EXERCISE OBJECTIVE. Return every one of the following records unchanged, line for line.

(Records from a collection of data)
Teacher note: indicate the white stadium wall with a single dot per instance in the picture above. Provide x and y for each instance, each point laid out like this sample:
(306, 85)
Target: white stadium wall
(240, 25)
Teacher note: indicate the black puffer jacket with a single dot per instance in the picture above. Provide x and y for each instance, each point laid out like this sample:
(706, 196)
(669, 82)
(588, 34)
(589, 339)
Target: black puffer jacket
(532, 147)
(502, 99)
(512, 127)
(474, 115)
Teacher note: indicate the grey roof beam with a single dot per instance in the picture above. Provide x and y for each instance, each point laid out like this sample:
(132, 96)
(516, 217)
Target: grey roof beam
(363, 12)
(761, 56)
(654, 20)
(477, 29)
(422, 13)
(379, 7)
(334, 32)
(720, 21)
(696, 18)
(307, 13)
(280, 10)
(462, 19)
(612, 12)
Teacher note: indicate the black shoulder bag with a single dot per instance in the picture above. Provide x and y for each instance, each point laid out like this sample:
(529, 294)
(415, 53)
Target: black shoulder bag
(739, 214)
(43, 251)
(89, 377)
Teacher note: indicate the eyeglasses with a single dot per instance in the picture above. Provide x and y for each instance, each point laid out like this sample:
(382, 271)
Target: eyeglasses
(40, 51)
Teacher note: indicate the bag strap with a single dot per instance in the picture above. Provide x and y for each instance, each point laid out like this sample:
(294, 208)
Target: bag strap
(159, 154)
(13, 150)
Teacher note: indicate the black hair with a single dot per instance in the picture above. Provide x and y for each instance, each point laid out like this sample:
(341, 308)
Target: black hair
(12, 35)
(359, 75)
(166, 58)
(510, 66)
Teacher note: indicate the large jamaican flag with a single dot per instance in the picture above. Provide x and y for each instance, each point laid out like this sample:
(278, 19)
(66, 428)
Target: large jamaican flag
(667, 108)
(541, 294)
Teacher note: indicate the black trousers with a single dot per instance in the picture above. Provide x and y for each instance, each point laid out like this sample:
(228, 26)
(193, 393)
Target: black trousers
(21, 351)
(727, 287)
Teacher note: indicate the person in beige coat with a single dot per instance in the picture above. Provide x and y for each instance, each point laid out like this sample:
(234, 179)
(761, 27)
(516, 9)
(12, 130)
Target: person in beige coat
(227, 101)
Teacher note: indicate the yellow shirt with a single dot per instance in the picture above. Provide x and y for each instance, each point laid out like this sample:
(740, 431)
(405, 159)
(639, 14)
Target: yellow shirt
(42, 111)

THE RESPONSE.
Teacher note: indicate the white stadium wall with a single dot per instance in the picture above. Provide x and y for each instance, each point laid out like this sample:
(306, 85)
Target: white stadium wall
(240, 25)
Teacher note: indicate the black puffer jacket with a single dot per instance in the picture above. Provide x and y for each instance, each point laid out like this sample:
(706, 196)
(669, 82)
(588, 34)
(589, 339)
Target: black puffer jacket
(532, 147)
(502, 99)
(512, 127)
(474, 115)
Teacher note: indicate the grey roof beam with a single dot per instance in the picture above. Provide x and y for each instance, each point laid out like this sample:
(132, 96)
(516, 217)
Target: grey roof beam
(363, 12)
(761, 56)
(654, 20)
(477, 29)
(422, 13)
(379, 7)
(334, 32)
(720, 21)
(696, 18)
(307, 13)
(280, 10)
(462, 19)
(612, 12)
Teacher note: indicate the black shoulder bag with a single dot per instance in the picture above. Provide x and y for each instance, each point laid out like this sample:
(529, 294)
(415, 53)
Target: black shoulder bag
(739, 214)
(43, 251)
(89, 377)
Teacher note: indicate the eyeglasses with a single dot per instance in the picture above. Provide x and y for each instance, each point laid out like this sample:
(382, 271)
Target: eyeglasses
(40, 51)
Teacher note: indicate the bag strap with a single dot per instance in the picture above. Provide x and y for each instance, each point laid out like this sample:
(294, 208)
Target: bag strap
(159, 154)
(13, 150)
Teacher note: indicate the black hair with a single dot per instance in the picture above. Provide x and y for each instance, each point laid out like this sample:
(341, 308)
Target: black hair
(12, 35)
(359, 75)
(166, 58)
(510, 66)
Teacher note: indicate the large jamaican flag with a single dot per instance in the picture above. Provide x and y for each instance, each point laid out like this sample:
(278, 19)
(66, 428)
Target: large jamaican flag
(667, 108)
(541, 294)
Teacher note: indicate the black trousers with a single dot per instance in the picture above. Provide x and y for each instance, each point laid out like this sample:
(228, 26)
(193, 393)
Target: black trousers
(21, 351)
(727, 287)
Teacher note: indicate the person in beige coat with a single dot per instance in the picture above. Provide x and y for each instance, each point laid out like this sample:
(234, 179)
(761, 27)
(516, 9)
(12, 130)
Target: person in beige coat
(227, 101)
Teacher note: indicate the yellow shirt with a single dot per instance in the picture above. Provide x and y for each instance, each point laid out like this sample:
(740, 431)
(405, 159)
(639, 14)
Target: yellow shirt
(42, 111)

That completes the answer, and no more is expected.